### Selected passage
Re: [squid-users] Follow up question from Wiki... "how do I configure Squid not to cache a specific server?"

From: Amos Jeffries <squid3_at_treenet.co.nz>
Date: Sat, 09 May 2009 13:42:14 +1200

Cdrack wrote:
> Hi Amos,
> Could you please explain what should by placed instead of ¨squid¨?

  -A squid is a local custom chain name in my iptables.

It's created by:
  iptables -t nat -N squid
  iptables -t nat -A PREROUTING --protocol tcp --dport 80 -j squid

> I ran this
> iptables -t nat -A squid -j DNAT --to-destination 10.0.0.1:81
> But i get this message:
> iptables: No chain/target/match by that name
>
> Seems to me that the ¨-A squid¨ part is what is not working for me.
>
> I have the exact same problem as the guy that opened this thread.
>> If I understand you correctly you want requests sent to a particular site
>> not even to enter Squid yes?
>
> This is correct for me, i want to allow the browser to retrieve the website
> without passing thru squid.
>
> Tnx for your prompt reply.
>
>
> Amos Jeffries-2 wrote:
>>> Hi Folks,
>>>
>>> I need a specific site to completely bypass my squid cache due to a
>>> broken
>>> external webapp.
>>>
>>> I have read the section "how do I configure Squid not to cache a specific
>>> server?" from the wiki, which I can implement with no issues, but what I
>>> am not sure is what this will actually do :)

### Required tasks
1. Collect every line of the rows that contains the word "puffy".
2. Continue the mailing-list post about bypassing the Squid cache from the point where it stops.
The mailing-list post and the rows that come after it are unrelated to each other.

Rows from a point annotation set
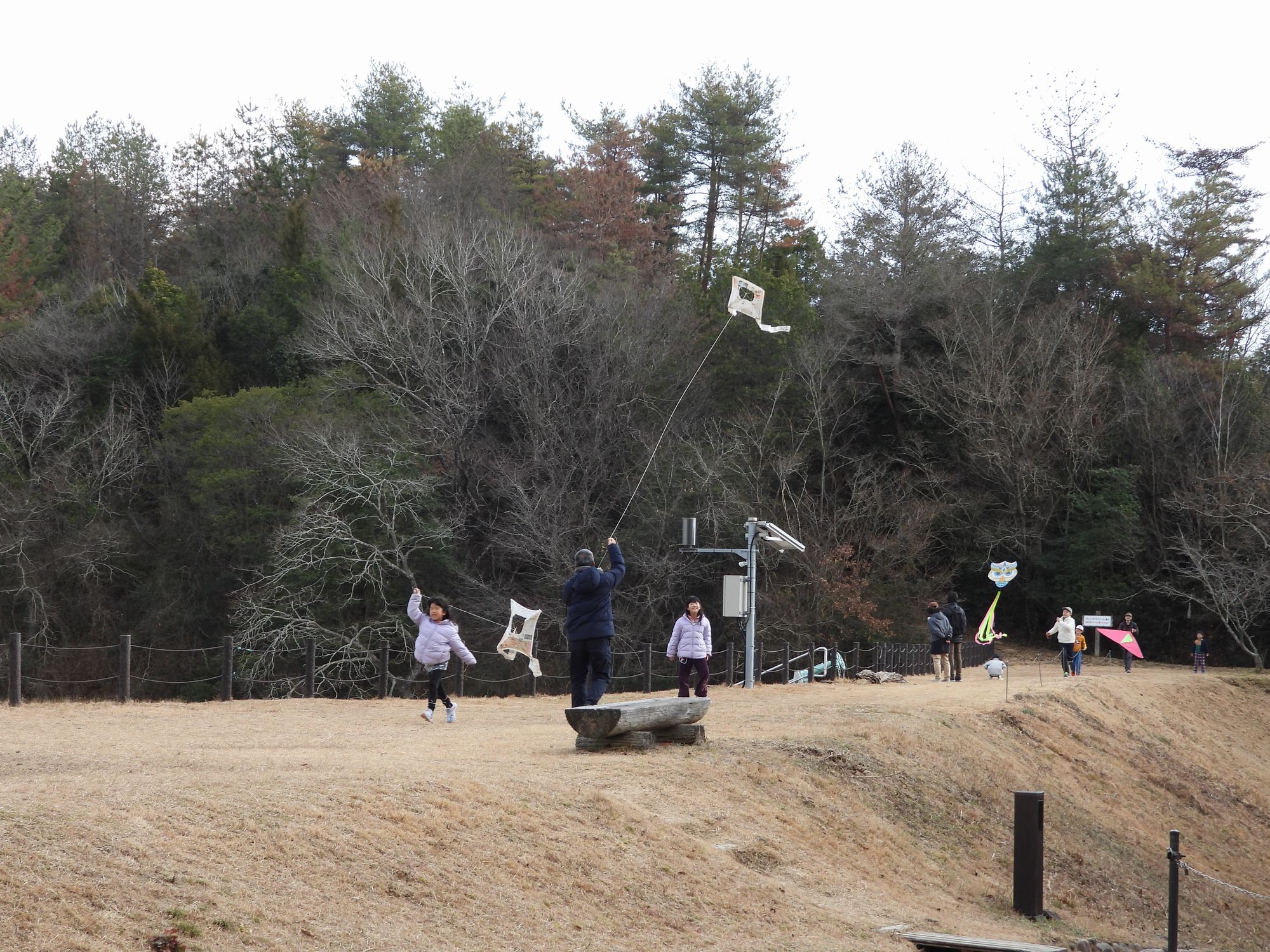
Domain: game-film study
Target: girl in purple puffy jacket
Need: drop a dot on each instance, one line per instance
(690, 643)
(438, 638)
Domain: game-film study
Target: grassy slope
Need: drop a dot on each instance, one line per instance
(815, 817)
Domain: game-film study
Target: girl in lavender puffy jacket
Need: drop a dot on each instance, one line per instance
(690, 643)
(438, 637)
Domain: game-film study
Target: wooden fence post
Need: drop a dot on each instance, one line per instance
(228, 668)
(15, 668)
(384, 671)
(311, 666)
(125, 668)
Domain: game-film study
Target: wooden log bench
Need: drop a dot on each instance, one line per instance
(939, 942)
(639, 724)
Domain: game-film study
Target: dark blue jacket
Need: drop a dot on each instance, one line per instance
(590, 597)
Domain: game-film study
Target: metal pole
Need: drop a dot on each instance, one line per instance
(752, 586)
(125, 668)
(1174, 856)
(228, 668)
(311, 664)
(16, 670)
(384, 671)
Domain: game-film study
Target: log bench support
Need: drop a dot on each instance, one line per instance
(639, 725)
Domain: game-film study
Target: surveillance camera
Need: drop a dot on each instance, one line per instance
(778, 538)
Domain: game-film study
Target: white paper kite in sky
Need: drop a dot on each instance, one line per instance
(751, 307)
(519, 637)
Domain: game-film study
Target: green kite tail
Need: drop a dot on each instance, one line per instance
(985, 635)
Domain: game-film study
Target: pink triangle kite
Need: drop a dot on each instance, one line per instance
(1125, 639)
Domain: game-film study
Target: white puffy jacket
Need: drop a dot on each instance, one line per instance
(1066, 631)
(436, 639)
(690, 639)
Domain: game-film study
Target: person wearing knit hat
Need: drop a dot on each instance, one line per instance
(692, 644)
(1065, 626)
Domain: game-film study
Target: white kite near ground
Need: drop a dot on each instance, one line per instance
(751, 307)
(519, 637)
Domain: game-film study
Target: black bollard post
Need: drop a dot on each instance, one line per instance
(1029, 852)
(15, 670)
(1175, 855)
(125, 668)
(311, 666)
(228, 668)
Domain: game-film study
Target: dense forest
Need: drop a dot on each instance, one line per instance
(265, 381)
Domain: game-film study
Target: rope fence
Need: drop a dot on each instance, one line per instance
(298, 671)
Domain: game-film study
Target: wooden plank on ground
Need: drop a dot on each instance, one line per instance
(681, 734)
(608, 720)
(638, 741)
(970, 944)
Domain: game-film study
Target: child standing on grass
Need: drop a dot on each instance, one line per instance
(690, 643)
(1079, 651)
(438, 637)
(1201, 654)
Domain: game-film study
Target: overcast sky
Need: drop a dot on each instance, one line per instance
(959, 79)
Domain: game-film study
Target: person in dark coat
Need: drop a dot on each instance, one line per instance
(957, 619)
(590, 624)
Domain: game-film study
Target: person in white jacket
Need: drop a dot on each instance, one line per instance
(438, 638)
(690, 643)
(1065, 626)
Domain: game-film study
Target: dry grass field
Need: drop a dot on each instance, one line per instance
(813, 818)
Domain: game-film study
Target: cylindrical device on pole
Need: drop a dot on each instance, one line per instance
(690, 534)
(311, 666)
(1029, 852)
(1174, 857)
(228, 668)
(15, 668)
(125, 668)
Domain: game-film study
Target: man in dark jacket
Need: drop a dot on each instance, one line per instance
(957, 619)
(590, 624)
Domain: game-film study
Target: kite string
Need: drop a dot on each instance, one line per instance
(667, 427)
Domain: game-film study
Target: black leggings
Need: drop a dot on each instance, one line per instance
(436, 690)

### Response list
1.
Target: girl in purple puffy jacket
Target: girl in lavender puffy jacket
Target: white puffy jacket

2.
>>>
>>> Will this allow traffic to pass through squid without caching it, or will
>>> this block the site for users?
>> The bit that says to configure "cache deny" ?
>> Simply prevents storage of the request/reply objects as they go through
>> Squid.
>>
>> If I understand you correctly you want requests sent to a particular site
>> not even to enter Squid yes? once they enter squid there is no bypassing,
>> so it must be done at the firewall.
>> For such sites I use a custom chain a bit like this to decide of the
>> request is intercepted or not (all the lines ending in ACCEPT, are not
>> intercepted):
>> iptables -t nat -A squid -s 10.0.0.1 -j ACCEPT
>> ...
>> iptables -t nat -A squid -j DNAT --to-destination 10.0.0.1:81
>>
>> You want something like:
>> iptables -t nat -A squid -d ip-of-website-to-permit -j ACCEPT
>> in your list of bypasses.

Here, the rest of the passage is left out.